(Data listing)

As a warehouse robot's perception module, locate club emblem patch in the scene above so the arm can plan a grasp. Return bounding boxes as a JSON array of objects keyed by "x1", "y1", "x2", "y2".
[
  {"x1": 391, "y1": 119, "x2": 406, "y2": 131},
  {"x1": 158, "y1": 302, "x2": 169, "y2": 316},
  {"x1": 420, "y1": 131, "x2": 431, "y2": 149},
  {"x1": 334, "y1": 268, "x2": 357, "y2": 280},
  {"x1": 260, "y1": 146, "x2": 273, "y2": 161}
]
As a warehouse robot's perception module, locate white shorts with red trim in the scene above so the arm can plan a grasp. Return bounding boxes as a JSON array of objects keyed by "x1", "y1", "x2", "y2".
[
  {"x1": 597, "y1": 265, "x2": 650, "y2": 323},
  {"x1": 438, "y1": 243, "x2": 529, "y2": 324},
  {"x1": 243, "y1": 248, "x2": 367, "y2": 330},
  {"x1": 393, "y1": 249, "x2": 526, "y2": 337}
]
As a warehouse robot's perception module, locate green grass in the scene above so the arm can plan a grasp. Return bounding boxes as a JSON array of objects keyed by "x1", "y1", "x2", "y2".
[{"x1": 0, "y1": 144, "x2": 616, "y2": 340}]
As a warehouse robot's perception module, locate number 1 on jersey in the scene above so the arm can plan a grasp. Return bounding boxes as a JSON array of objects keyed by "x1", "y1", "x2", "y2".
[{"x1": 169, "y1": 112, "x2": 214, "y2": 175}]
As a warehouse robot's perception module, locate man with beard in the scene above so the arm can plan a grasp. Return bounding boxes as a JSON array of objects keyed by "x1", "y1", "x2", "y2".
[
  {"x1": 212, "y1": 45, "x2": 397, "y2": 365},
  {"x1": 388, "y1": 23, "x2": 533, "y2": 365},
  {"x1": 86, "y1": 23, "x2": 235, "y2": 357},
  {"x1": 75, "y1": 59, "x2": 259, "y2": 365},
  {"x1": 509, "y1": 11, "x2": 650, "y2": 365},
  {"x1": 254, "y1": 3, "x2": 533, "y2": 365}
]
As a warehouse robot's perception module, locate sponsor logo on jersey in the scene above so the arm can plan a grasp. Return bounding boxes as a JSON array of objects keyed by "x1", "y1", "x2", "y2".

### JOB
Locate each line in the listing above that contains the string "jersey", and copy those lines out in full.

### RESULT BELOW
As a warehouse robot's perception module, locate number 1 on jersey in the scene above so the arm can plan a grasp. Return bounding boxes as a JSON array of objects keyed by "x1", "y1", "x2", "y2".
As a warehouse robot's perception module, locate sponsor logo on jersey in the scene above so the arm can plan a grasp. Return bounding boxes as a JSON array of objects keyed by "x1", "y1", "x2", "y2".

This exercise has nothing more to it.